▸ **What to work on**
Reproduce the entire listing below line for line, omitting the picture.

▸ **The data**
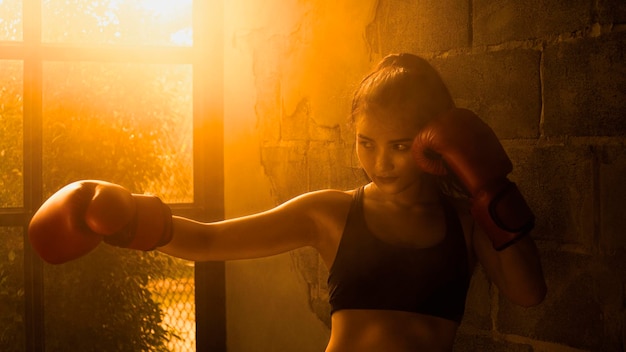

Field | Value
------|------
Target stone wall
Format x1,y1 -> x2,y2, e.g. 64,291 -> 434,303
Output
225,0 -> 626,352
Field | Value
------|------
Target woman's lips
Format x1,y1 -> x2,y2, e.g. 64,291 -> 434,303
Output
376,176 -> 398,184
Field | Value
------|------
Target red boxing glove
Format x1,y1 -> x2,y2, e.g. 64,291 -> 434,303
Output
28,180 -> 172,264
412,108 -> 535,250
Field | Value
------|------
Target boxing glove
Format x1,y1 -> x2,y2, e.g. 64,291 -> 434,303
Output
411,108 -> 535,250
28,180 -> 172,264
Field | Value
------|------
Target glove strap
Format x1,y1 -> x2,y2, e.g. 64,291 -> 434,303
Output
471,179 -> 535,251
104,194 -> 173,251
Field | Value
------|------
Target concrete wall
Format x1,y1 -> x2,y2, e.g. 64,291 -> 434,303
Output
225,0 -> 626,352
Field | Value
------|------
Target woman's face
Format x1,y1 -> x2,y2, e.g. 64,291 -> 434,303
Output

▸ **Task answer**
Field | Value
------|------
Target stone wall
Format x1,y1 -> x2,y2, e.g. 64,291 -> 434,303
Output
225,0 -> 626,352
Field | Value
------|------
Target woman's lips
Format x1,y1 -> x2,y2, e.g. 64,291 -> 434,303
Output
376,176 -> 398,184
Field | Value
------|------
Target red boxing glove
Format x1,y1 -> x2,y2, e.g. 64,291 -> 434,303
Output
28,180 -> 172,264
412,108 -> 535,250
Field | Value
------|------
Target boxing glove
Format x1,y1 -> x2,y2, e.g. 64,291 -> 434,303
Output
411,108 -> 535,250
28,180 -> 172,264
Field | Value
------|------
Target glove strap
Format x1,y1 -> x2,y2, e.g. 64,291 -> 434,303
Output
471,179 -> 535,251
104,194 -> 173,251
Field | Value
------|------
Target concrete wall
Format x1,y1 -> x2,y2, e.g. 64,291 -> 434,303
Output
225,0 -> 626,352
Field | Value
------|------
Target woman's face
Format x1,y1 -> x2,y2, e.g. 64,291 -> 434,303
Output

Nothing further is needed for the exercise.